Every record should be written out exactly, with the pictures left out.
+++ Raw data +++
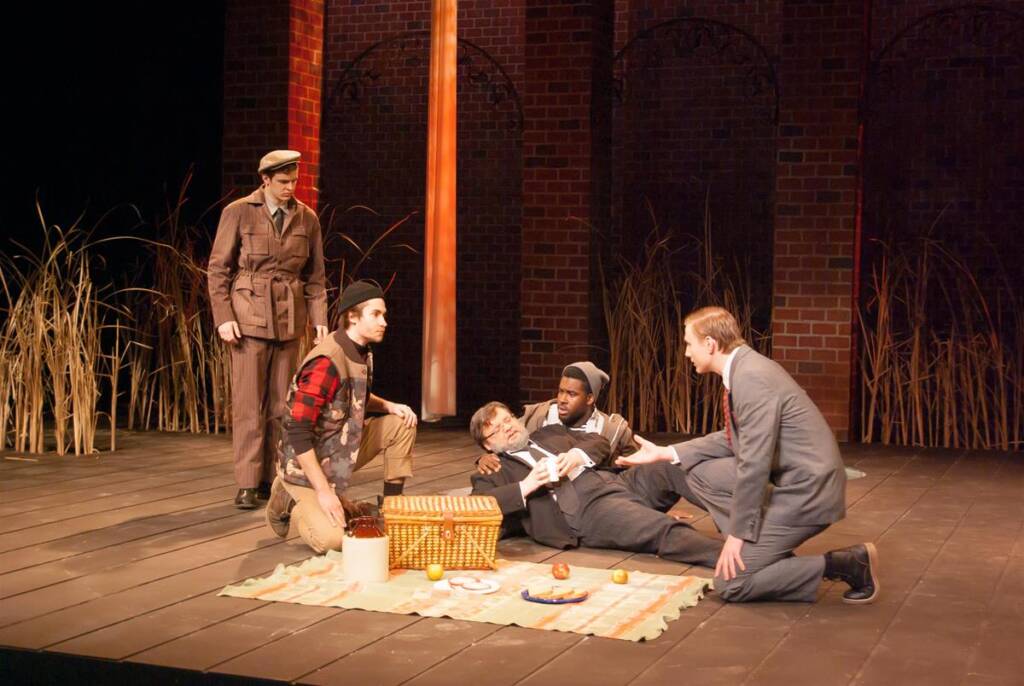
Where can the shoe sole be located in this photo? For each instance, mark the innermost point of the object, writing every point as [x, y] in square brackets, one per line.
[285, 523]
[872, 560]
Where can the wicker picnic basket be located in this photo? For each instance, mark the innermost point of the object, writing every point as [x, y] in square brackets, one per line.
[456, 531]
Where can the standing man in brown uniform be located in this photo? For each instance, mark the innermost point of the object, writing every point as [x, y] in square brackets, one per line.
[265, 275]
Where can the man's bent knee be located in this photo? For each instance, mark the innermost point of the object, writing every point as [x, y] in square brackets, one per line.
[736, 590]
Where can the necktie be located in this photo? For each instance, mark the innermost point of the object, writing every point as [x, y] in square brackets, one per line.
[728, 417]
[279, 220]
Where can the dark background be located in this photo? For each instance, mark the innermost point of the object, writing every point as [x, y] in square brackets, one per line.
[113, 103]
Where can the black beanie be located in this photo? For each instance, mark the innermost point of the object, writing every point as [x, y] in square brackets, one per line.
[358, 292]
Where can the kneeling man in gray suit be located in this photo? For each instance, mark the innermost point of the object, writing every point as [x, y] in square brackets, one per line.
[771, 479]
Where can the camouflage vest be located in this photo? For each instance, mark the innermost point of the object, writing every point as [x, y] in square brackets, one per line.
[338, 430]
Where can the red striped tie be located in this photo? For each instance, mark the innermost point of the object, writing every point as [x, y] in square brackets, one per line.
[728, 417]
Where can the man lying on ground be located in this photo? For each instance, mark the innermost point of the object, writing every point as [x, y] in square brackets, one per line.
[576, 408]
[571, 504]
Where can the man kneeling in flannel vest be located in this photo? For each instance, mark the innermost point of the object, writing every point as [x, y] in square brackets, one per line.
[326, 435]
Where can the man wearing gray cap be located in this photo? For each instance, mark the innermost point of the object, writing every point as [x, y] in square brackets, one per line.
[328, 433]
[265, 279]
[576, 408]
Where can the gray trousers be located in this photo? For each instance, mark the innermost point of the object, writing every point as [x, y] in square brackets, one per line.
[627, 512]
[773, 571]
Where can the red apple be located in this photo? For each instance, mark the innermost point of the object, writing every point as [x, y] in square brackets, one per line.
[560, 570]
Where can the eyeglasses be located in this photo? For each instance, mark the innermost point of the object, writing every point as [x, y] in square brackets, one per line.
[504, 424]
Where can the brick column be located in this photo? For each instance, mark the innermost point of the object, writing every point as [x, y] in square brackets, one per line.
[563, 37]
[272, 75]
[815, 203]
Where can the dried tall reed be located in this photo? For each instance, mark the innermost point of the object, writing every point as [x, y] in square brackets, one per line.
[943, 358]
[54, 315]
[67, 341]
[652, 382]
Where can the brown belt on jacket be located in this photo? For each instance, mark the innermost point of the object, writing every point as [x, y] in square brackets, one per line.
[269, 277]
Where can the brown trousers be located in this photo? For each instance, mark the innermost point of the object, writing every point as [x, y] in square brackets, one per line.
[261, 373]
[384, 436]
+++
== Solution to the problem ==
Where can the shoe sole be located in this photo? For each instance, mark the innermost point of the object, writing every point as [x, y] in square brackets, one per line.
[285, 523]
[872, 560]
Where can the wicker picnic basket be located in this photo? For each instance, mark the innermost point of the object, writing every point as [x, y] in square brackets, one per line.
[456, 531]
Where can the standing man in brown uniform be located in this photo? For each instance, mark the innermost point of the object, writing every point as [x, y] in square brackets, one per line.
[265, 275]
Where can the man's bent knee be located in this photo? For each instance, mark the innermost point of the object, writing every point as [x, y] in square brackets, one per line.
[736, 590]
Where can the necktie be located in this photo? For each instance, mark the innermost point of the object, writing every point as [x, y] in square brackets, one per line.
[728, 417]
[279, 220]
Where can the dark background be located in this photo? For each instance, mark the innermost point of the object, writing every point as [x, y] in square brackets, one per line.
[113, 103]
Where can the black beanie be located in this photo? For each instance, mark the innermost point of the object, writing every point as [x, y] in square brackets, one per line.
[358, 292]
Where can the kneeling man in gray suit be located in this photo? For each instance, mark the innermost point of the object, writing every point as [x, y] in square brackets, one per line.
[771, 479]
Where can the camouflage vest be located in this photo? For each instance, mark the innermost point of the object, writing every point as [x, y] in square brackets, one per line.
[338, 430]
Where can the red striped tie be located in this photo? For each instance, mark the innermost point of the object, writing every point as [x, y] in square brackets, one per line.
[728, 417]
Where can the man lying on ground be located in this photo? For each instance, mark the innermost point of the object, writing every point as [x, y] in square brackets, one per line.
[576, 408]
[571, 504]
Where can the man kneeling in flannel vest be located in this photo? For each instance, mark the innermost point of the object, writing every point as [x, y] in square brackets, one per line.
[326, 435]
Where can the man wearing gray cap be located in this photo? For each instance, mark the innermost point of the object, writing every point as [x, y] in square brackets, one per line.
[328, 433]
[265, 279]
[576, 408]
Where can the gray trousers be located in this photo? For each instance, mark the innermost point of the object, writing every point as [x, y] in square brackets, one per line.
[627, 512]
[773, 571]
Where can the red apple be located in this photo? For each instance, mark the innermost point of the object, writing every point as [x, y] in square brackets, one per line.
[560, 570]
Where can the eyeglasses be located in this photo? For each instance, mark the innermost point of the object, writing every point as [x, y] in square brackets, one per line.
[504, 424]
Where can the brick column be located in this photo? For each instance, mark the innermost point of the object, writing every point as [x, y] in square brackets, one per line.
[563, 37]
[272, 75]
[815, 203]
Where can the dried tall reed be located in this photo? For each instance, mark the innermost point of the object, writing every point as [x, y] in square brackets, one per line.
[943, 358]
[54, 315]
[67, 341]
[652, 382]
Where can the brown belt on jacket be located in this photo? For each instance, mark the innermost point of the object, writing every point as [x, y] in square brackets, one per line.
[269, 277]
Where can the brown trousers be located in this photo? For each instance, mark the innermost point of the object, writing every point as [x, y] in square brackets, one per line.
[261, 373]
[384, 436]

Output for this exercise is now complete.